### RECORDS FOR PROCESSING

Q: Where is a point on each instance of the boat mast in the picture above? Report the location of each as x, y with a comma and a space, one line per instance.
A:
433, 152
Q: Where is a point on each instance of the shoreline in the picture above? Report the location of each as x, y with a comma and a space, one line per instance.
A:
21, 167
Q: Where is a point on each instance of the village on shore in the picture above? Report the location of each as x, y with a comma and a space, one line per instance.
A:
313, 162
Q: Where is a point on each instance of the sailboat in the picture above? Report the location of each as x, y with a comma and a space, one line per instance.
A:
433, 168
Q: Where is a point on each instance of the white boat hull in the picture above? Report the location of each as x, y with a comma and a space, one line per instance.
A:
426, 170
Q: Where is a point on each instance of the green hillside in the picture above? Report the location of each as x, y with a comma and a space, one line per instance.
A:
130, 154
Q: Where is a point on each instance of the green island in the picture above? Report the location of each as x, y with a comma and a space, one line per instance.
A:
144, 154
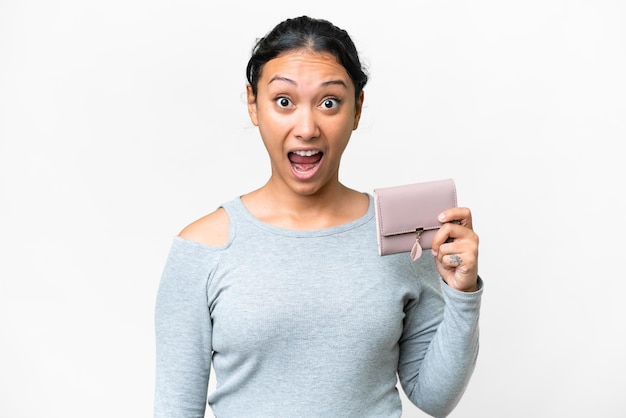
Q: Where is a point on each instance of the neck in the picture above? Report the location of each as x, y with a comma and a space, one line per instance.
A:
333, 205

######

• WHAT IS EXPECTED
Count how many lines in the data contain the word "green". Reply with that number only.

• RESPONSE FOR THIS EXERCISE
2